- _Excerpt to read_:
::::
Is C++ considered weakly typed? Why?
Asked Answered
M

6

29

I've always considered C++ to be one of the most strongly typed languages out there.
So I was quite shocked to see Table 3 of this paper state that C++ is weakly typed.

Apparently,

C and C++ are considered weakly typed since, due to type-casting, one can interpret a field of a structure that was an integer as a pointer.

Is the existence of type casting all that matters? Does the explicit-ness of such casts not matter?

More generally, is it really generally accepted that C++ is weakly typed? Why?

Malevolent answered 5/11, 2014 at 9:23 Comment(13)
C++ isn't weakly typed, but you can subvert the type system if you want to. So one could argue that it isn't fully strongly typed.Economically
.. and if it allows you (type punning is tricky)Boogiewoogie
So how is C# considered strongly typed? Can't you do exactly the same thing with unsafe or by using the Marshal class?Malevolent
@Mehrdad I think "weakly typed" is a quite subjective term. "Strictly typed" and "statically typed" vs. "loosely typed" and "dynamically typed" are more objective, more precise words. From what I can tell, generally people use "weakly typed" as a diminutive-pejorative term which means "I don't like the notion of types in this language". It's sort of an argumentum ad hominem (or rather, argumentum ad linguam) for those who can't bring up professional-technical arguments against a particular language.Arceliaarceneaux
@TheParamagneticCroissant: I see. So what would "strictly typed" mean?Malevolent
Also the quote would suggest that it may be dynamically typed, rather than weakly typed.Economically
I believe you can do int x = false; because C++ allows conversion between bool and int (note that the compiler may WARN about it, but if it's not an error, then the language is weakly typed at least when it comes to bool and int combinations)Rios
@Mehrdad It also has slightly different interpretations; the generally accepted meaning is "the compiler generates errors if types don't match up". Another interpretation is that "there are no or few implicit conversions". Based on this, C++ can actually be considered a strictly typed language, and most often it is considered as such.Arceliaarceneaux
@Mehrdad Also, there are some programmers, especially beginners unfamiliar with a lot of languages, who don't intend to or can't make the distinction between "strict" and "static", "loose" and "dynamic", and conflate the two - otherwise orthogonal - concepts based on their limited experience (i. e. the correlation of dynamism and loose typing in popular scripting languages, for example). In reality, parts of C++ (virtual calls) impose the requirement that the type system be partially dynamic, but other things in the standard require that it be strict. Again, this is not a problem.Arceliaarceneaux
Bjarne Stroustrup's book mentions that C++ is a strongly typed language on page 2. Who would know better than him :-)Smaragdite
@MatsPetersson : I think it's worth pointing out that warnings can also be promoted to errors (-Werror with g++ for example).Blenny
That paper contradicts itself, and even cited quote contains two false states. I.e. "weakly typed" is a term they invented by inverting "strictly typed". Second, "one can interpret a field of a structure that was an integer as a pointer" seems to be oddly narrow case which almost never ever happens or used (and generally is undefined behaviour) and may happen only through explicit cast structure which must dodge all restrictions language rules use to prohibit exactly thatHarping
They literally say that a gun is dangerous for its owner because owner can commit suicide with its help.Harping
P
39

That paper first claims:

In contrast, a language is weakly-typed if type-confusion can occur silently (undetected), and eventually cause errors that are difficult to localize.
::::
- _Dataset excerpt_:
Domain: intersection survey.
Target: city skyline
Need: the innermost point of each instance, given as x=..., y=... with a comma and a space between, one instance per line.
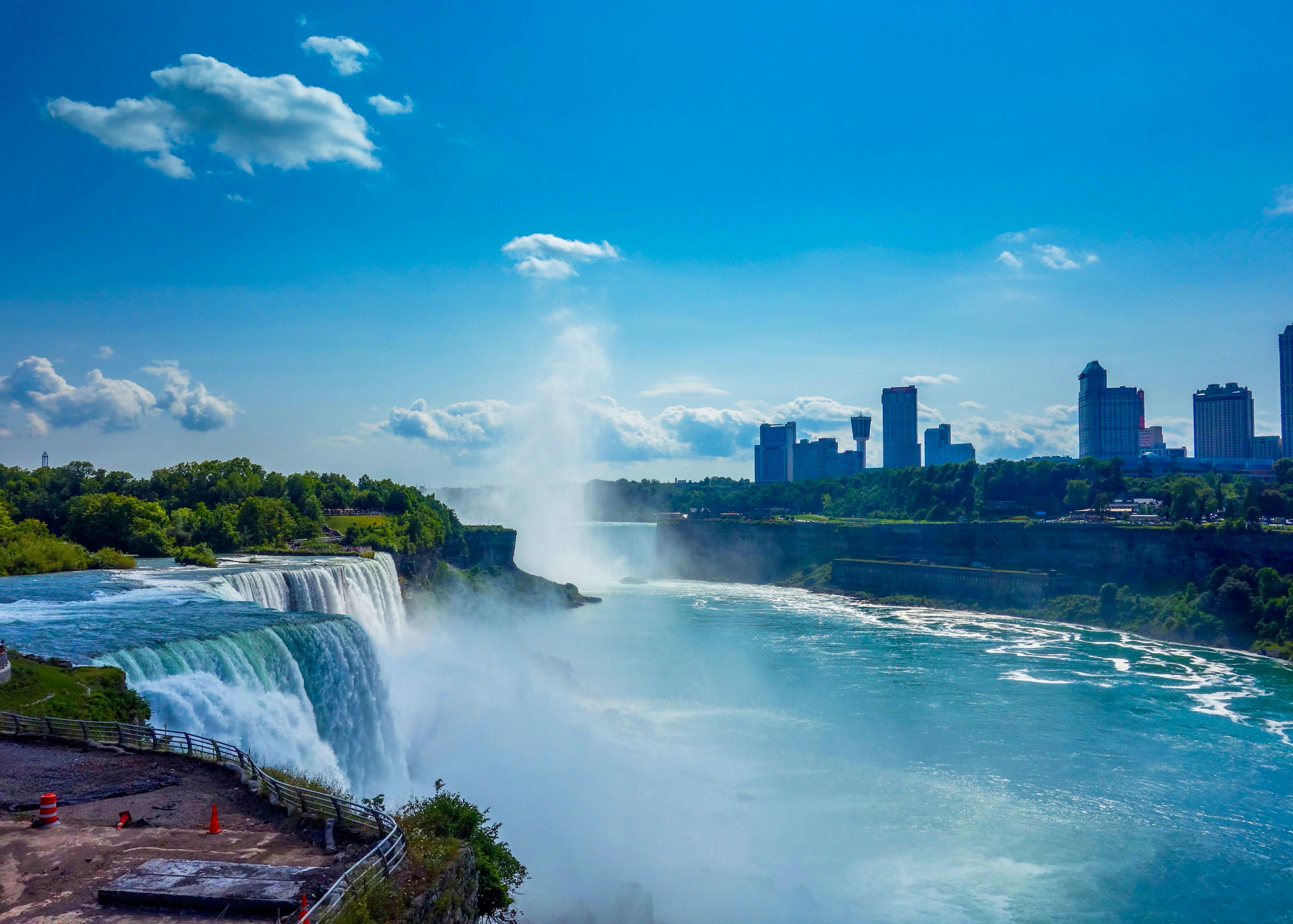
::::
- _Tasks to carry out_:
**1.** Transcribe the part of the thread on whether C++ is weakly typed between "I've always considered" and "casts not matter?", inclusive.
**2.** Using the thread on whether C++ is weakly typed, explain why the quoted paper says C and C++ are considered weakly typed. Answer in one to three sentences.
**3.** Take the thread on whether C++ is weakly typed further, starting after its final sentence.

- _Outputs in order_:
**1.**
I've always considered C++ to be one of the most strongly typed languages out there.
So I was quite shocked to see Table 3 of this paper state that C++ is weakly typed.

Apparently,

C and C++ are considered weakly typed since, due to type-casting, one can interpret a field of a structure that was an integer as a pointer.

Is the existence of type casting all that matters? Does the explicit-ness of such casts not matter?

**2.** The paper says C and C++ count as weakly typed because of type-casting. A cast lets a structure field that held an integer be interpreted as a pointer.

**3.**
And then claims:

Also, C and C++ are considered weakly typed since, due to type-casting, one can interpret a field of a structure that was an integer as a pointer.

This seems like a contradiction to me. In C and C++, the type-confusion that can occur as a result of casts will not occur silently -- there's a cast! This does not demonstrate that either of those languages is weakly-typed, at least not by the definition in that paper.

That said, by the definition in the paper, C and C++ may still be considered weakly-typed. There are, as noted in the comments on the question already, cases where the language supports implicit type conversions. Many types can be implicitly converted to bool, a literal zero of type int can be silently converted to any pointer type, there are conversions between integers of varying sizes, etc, so this seems like a good reason to consider C and C++ weakly-typed for the purposes of the paper.

For C (but not C++), there are also more dangerous implicit conversions that are worth mentioning:

int main() {
  int i = 0;
  void *v = &i;
  char *c = v;
  return *c;
}

For the purposes of the paper, that must definitely be considered weakly-typed. The reinterpretation of bits happens silently, and can be made far worse by modifying it to use completely unrelated types, which has silent undefined behaviour that typically has the same effect as reinterpreting bits, but blows up in mysterious yet sometimes amusing ways when optimisations are enabled.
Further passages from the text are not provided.